EXERCÍCIOS PROPOSTOS
• A. Copie, no artigo sobre a reforma tributária, todo o trecho que se estende de "Rodrigo Pellegrino de" até "como Buffalo Bill.".
• B. Dê prosseguimento ao artigo sobre a reforma tributária, começando logo após a última frase apresentada.

Rodrigo Pellegrino de Azevedo
Advogado

Publicado em: 24/07/2020 03:00 Atualizado em: 24/07/2020 06:25

O filme estrelado por Anthony Hopkins e Jodie Foster, sob a direção de Jonathan Demme, foi um “cult movie” nos anos noventa. Do gênero de suspense, conta em sua narrativa o enredo do pedido de ajuda de uma estagiária do FBI Clarisse Starling (J. Foster) ao prisioneiro Dr. Lecter (A. Hopkins) para descobrir e prender um outro serial killer, conhecido como Buffalo Bill.

Lembrei-me da narrativa esta semana, em razão da proposta de reforma tributária encaminhada pelo governo federal ao Congresso Nacional. Para além da complexidade do tema, que por óbvio demandará uma miríade de artigos científicos, jurídicos e econômicos; resolvi abordar um único tópico, conectando-o à década de 1990, com as expectativas da recém-criada Constituição Federal, os planos econômicos seguintes e as operações de combate à corrupção no Brasil.

Registros salvos
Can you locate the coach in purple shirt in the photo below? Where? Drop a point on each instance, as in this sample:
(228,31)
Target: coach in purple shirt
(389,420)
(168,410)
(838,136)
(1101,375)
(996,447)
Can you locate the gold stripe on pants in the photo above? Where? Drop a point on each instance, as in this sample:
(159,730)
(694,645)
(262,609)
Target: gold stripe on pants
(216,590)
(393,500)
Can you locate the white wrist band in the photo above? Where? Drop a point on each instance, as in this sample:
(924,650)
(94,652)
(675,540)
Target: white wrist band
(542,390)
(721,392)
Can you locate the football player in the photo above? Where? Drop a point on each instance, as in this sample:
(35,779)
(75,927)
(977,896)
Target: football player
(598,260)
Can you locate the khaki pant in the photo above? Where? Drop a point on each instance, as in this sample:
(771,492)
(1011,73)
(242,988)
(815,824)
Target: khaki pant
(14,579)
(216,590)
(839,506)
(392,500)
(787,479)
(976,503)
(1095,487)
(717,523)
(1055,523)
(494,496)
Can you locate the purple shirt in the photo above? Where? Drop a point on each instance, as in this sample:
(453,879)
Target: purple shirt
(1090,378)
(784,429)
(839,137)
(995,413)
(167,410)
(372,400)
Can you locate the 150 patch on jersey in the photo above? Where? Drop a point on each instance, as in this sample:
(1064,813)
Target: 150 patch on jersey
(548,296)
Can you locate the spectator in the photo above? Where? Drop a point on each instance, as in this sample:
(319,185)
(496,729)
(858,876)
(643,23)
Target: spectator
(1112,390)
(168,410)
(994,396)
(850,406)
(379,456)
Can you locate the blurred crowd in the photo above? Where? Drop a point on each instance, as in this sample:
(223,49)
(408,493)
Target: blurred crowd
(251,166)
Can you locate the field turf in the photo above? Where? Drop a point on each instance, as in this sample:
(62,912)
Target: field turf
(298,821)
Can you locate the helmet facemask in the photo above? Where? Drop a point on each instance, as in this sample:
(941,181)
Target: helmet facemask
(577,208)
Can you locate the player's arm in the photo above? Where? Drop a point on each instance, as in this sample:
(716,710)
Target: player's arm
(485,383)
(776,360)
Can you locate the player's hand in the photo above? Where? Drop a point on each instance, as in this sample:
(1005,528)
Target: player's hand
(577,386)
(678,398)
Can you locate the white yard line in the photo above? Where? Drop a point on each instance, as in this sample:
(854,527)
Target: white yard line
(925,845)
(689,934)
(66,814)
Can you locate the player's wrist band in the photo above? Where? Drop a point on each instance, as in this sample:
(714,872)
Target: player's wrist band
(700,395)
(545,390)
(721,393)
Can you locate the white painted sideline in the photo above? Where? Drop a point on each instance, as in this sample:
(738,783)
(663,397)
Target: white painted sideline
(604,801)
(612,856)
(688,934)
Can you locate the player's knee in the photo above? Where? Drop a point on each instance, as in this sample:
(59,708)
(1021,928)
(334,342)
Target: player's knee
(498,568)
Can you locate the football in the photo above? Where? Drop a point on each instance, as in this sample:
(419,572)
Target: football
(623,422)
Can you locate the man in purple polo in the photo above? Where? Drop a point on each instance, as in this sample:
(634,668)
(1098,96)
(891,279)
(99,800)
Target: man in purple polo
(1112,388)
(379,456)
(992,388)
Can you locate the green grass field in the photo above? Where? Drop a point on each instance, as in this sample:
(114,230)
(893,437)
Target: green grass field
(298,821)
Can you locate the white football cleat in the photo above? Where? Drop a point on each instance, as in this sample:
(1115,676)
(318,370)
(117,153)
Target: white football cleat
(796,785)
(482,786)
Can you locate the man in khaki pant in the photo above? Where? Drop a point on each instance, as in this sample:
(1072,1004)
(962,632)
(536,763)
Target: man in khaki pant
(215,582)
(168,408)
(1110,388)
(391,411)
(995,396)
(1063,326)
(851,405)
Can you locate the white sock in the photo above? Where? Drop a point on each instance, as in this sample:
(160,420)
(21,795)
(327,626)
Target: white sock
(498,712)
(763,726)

RESPOSTAS EM SEQUÊNCIA
• A.
Rodrigo Pellegrino de Azevedo
Advogado

Publicado em: 24/07/2020 03:00 Atualizado em: 24/07/2020 06:25

O filme estrelado por Anthony Hopkins e Jodie Foster, sob a direção de Jonathan Demme, foi um “cult movie” nos anos noventa. Do gênero de suspense, conta em sua narrativa o enredo do pedido de ajuda de uma estagiária do FBI Clarisse Starling (J. Foster) ao prisioneiro Dr. Lecter (A. Hopkins) para descobrir e prender um outro serial killer, conhecido como Buffalo Bill.

• B.
O início da última década do século passado, premiou o mundo com os efeitos da queda do muro de Berlim, com as proposições neoliberais, e, aqui no Brasil, com a expectativa do alimento tributário/financeiro para o custeio de uma máquina arrecadatória, capaz o suficiente de oferecer recursos para o “Novo Estado Constitucional Brasileiro”, com obrigações sociais quase que infindáveis em seus mais de 200 artigos.

De lá, até cá, passamos por inúmeros planos econômicos, troca de presidentes da República, dois impeachments, três grandes escândalos de corrupção que culminaram nas investigações Satiagraha, Mensalão e Lava-Jato. Todas elas, de certa forma, juntando um quebra-cabeças sobre o desenho burocrático patrimonialista, ainda presente num Brasil governado à direita e à esquerda, que culminou na eleição para presidente da República de um “ponto fora da curva”, um outsider do cenário político, mas experiente nesses assuntos há muitos anos, expulso do Exército durante o regime militar.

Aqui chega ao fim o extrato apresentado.